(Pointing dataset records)
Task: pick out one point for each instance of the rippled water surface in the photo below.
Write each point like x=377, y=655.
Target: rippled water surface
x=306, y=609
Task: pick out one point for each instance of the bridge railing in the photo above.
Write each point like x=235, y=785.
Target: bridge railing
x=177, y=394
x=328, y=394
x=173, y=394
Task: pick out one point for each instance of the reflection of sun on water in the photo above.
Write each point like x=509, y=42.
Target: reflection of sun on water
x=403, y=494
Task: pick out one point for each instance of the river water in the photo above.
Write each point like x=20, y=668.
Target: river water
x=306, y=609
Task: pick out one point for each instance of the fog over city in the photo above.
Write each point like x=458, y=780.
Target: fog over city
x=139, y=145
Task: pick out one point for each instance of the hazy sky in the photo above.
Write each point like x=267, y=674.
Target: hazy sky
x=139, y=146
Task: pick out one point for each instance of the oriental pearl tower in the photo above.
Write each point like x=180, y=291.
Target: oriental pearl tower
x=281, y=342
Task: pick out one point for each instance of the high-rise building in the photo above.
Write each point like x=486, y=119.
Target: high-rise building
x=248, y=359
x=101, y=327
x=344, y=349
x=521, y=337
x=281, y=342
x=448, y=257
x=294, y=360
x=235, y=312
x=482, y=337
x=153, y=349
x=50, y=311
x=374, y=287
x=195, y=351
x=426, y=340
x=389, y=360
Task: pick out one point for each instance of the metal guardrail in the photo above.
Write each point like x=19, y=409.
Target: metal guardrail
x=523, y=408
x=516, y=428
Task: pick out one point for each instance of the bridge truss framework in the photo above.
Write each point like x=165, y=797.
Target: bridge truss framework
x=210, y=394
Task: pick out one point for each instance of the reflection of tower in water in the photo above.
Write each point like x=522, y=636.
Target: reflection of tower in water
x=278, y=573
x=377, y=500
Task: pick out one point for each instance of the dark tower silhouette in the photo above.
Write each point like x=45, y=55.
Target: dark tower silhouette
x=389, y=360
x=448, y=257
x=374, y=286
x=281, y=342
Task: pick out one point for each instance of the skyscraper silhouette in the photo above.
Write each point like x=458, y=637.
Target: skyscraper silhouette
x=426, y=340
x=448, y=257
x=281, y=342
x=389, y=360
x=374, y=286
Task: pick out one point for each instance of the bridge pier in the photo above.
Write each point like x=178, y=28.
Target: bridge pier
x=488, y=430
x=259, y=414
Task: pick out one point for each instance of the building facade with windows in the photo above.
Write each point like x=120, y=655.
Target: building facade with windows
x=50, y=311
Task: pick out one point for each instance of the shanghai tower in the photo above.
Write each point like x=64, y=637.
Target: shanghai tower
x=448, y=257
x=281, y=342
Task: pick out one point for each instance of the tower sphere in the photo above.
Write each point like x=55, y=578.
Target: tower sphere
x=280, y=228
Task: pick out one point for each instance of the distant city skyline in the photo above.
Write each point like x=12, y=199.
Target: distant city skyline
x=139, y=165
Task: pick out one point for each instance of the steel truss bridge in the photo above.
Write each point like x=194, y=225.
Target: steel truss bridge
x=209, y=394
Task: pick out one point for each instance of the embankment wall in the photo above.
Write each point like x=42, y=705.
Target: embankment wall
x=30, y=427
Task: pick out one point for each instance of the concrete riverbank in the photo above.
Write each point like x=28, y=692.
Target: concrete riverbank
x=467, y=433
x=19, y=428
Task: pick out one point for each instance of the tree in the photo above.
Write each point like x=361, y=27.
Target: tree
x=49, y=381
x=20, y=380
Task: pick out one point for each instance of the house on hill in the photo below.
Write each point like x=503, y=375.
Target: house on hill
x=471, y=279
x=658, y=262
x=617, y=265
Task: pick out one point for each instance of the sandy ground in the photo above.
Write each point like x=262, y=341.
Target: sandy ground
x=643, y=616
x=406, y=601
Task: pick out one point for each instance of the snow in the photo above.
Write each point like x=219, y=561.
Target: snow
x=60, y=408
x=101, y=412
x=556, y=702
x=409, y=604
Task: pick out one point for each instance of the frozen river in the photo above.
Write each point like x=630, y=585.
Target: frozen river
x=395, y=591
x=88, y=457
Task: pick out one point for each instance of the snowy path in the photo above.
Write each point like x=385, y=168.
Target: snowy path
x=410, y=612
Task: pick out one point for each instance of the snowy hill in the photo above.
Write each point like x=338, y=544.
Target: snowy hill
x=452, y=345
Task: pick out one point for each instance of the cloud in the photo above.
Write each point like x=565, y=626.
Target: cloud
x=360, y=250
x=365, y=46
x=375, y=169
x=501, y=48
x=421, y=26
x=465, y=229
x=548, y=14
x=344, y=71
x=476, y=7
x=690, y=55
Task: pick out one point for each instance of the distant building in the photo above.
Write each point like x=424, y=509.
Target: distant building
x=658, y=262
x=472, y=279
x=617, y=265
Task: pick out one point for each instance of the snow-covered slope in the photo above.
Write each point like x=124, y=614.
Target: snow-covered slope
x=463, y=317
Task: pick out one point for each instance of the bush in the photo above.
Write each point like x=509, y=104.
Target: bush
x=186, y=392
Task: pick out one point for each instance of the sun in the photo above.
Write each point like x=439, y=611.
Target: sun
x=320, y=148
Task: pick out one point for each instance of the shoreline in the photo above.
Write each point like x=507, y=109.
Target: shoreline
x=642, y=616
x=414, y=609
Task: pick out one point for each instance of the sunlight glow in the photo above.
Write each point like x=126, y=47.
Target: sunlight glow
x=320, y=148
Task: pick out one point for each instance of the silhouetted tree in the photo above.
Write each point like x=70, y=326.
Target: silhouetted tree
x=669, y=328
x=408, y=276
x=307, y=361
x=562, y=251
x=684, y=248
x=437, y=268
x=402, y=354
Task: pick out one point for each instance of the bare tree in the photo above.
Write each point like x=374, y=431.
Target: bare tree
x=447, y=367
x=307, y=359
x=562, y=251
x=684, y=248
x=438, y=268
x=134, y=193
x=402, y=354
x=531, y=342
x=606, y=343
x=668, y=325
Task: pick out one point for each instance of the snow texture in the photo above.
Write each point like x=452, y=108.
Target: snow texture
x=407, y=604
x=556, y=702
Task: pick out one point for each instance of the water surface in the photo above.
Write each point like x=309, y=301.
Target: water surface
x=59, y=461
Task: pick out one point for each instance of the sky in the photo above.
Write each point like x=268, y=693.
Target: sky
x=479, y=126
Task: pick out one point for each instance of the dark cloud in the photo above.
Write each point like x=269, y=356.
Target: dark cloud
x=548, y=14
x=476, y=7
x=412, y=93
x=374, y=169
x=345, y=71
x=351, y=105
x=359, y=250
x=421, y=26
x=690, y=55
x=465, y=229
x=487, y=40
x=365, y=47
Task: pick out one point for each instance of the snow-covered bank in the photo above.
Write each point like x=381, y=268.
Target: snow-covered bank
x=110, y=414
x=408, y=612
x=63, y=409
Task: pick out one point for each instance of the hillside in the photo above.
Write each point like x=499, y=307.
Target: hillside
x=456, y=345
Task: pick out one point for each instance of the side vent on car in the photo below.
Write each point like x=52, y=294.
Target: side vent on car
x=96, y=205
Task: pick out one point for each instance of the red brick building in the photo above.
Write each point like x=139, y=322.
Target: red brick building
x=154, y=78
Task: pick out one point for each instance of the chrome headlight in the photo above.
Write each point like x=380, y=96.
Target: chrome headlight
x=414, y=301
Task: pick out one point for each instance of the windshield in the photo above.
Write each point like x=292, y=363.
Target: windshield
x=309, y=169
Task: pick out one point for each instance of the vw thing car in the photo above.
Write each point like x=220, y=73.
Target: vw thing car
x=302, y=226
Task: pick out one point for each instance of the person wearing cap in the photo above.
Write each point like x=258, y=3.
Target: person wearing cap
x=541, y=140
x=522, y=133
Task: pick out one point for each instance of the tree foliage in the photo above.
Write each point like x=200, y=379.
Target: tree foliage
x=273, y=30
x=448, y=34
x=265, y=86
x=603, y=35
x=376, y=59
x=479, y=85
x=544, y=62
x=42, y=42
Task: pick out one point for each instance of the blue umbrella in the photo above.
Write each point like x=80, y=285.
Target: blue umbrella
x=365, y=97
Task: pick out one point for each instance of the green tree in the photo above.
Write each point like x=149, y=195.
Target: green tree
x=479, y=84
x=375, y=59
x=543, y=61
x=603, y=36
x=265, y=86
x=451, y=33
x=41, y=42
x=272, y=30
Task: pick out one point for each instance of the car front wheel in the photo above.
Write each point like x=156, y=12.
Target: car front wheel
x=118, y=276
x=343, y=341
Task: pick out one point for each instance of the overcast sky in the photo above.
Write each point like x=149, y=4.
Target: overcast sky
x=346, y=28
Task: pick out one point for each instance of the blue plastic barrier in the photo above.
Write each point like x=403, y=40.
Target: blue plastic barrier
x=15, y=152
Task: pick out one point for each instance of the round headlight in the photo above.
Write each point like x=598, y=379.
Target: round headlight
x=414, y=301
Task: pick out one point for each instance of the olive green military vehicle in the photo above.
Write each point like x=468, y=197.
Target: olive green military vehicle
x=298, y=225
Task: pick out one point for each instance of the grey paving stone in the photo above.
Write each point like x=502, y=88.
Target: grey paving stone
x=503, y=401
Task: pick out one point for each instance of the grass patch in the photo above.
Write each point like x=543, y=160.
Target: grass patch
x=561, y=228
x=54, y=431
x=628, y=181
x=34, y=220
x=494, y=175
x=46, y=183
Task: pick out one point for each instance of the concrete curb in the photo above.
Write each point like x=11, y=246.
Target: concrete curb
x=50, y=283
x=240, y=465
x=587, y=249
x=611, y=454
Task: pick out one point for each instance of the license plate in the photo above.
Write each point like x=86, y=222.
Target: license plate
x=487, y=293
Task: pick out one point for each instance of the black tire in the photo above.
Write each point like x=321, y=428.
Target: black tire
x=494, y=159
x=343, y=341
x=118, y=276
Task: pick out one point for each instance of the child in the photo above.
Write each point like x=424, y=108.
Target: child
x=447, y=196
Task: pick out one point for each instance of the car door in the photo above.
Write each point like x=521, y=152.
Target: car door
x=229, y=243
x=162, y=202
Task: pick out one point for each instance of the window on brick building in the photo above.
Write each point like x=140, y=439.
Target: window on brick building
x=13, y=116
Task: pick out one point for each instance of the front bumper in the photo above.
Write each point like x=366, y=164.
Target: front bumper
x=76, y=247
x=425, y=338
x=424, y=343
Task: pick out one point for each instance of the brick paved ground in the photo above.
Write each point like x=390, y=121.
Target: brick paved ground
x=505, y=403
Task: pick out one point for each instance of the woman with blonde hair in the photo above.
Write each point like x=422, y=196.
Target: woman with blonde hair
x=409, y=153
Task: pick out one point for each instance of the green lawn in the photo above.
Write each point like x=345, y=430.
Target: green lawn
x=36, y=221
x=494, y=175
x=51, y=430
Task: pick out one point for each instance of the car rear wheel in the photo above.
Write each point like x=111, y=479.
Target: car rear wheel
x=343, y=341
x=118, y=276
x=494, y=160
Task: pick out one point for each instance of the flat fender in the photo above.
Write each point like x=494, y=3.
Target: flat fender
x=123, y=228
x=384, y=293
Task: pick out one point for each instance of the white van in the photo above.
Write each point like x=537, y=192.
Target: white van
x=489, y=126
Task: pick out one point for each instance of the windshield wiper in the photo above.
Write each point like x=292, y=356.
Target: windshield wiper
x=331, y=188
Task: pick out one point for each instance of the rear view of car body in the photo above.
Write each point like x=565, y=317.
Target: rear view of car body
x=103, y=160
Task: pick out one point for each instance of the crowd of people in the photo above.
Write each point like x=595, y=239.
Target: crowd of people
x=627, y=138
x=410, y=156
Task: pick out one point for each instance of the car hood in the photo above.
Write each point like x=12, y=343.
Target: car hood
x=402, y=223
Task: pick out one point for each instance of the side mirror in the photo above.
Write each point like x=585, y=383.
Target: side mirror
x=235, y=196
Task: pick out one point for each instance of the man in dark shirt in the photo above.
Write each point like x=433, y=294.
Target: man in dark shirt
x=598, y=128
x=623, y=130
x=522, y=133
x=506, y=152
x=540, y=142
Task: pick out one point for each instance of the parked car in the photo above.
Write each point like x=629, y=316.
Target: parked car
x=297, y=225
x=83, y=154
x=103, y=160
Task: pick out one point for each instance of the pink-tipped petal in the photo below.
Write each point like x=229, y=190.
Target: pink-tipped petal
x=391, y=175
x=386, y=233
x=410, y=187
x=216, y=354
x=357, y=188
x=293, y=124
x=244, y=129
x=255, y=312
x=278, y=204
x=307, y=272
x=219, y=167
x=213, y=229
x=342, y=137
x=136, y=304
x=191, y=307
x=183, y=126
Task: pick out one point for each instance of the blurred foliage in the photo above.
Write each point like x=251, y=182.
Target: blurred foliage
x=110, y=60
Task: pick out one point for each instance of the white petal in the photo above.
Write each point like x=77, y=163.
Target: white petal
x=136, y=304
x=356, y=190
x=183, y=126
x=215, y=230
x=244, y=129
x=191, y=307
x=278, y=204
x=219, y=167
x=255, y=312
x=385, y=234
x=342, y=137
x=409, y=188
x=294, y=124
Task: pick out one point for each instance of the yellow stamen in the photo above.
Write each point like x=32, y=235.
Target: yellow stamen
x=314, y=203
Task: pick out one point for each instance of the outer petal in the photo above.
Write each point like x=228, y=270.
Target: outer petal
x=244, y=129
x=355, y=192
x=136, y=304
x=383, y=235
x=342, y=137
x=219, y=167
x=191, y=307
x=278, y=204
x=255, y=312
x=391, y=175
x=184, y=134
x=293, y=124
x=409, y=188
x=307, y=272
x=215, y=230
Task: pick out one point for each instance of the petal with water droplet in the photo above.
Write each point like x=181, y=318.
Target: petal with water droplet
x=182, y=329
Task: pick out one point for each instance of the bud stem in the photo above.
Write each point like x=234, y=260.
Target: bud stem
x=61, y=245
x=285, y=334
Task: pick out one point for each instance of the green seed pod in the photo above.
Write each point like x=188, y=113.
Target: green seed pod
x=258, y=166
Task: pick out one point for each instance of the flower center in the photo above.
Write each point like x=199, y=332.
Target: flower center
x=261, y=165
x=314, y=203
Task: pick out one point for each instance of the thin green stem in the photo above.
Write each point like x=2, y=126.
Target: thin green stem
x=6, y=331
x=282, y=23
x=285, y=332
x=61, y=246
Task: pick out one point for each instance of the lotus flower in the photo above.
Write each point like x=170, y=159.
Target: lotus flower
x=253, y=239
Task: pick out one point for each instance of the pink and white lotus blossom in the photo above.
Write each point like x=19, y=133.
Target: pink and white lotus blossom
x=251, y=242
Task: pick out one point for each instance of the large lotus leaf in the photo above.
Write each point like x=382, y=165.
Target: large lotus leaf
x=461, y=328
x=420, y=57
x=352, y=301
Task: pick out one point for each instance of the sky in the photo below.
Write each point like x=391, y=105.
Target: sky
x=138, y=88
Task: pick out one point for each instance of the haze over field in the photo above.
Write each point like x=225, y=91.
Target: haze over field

WRITTEN TASK ->
Retype the lines of the data above word for word, beginning at the line that contains "van in the photo above." and stopping after the line that contains "x=540, y=142".

RESPONSE FOR THIS EXERCISE ->
Task: pick out one point for each instance of the white van in the photo above.
Write each point like x=537, y=192.
Target: white van
x=489, y=126
Task: pick out one point for each instance of the windshield wiper in the photo above.
Write each point like x=292, y=356.
Target: windshield wiper
x=331, y=188
Task: pick out one point for each instance of the rear view of car body in the photo above.
Write each point like x=565, y=317.
Target: rear view of car body
x=103, y=160
Task: pick out one point for each instance of the crowd of people in the photo above.
Write each point like x=595, y=239.
Target: crowd of people
x=627, y=138
x=410, y=156
Task: pick out one point for each instance of the car hood in the photo above.
Write each point like x=12, y=343.
Target: car hood
x=402, y=223
Task: pick out one point for each instance of the side mirror in the photo above.
Write each point like x=585, y=383.
Target: side mirror
x=235, y=196
Task: pick out one point for each instance of the man in dark shirt in the photo above.
Write each point like x=433, y=294.
Target: man in dark shirt
x=598, y=128
x=623, y=130
x=522, y=133
x=506, y=152
x=540, y=142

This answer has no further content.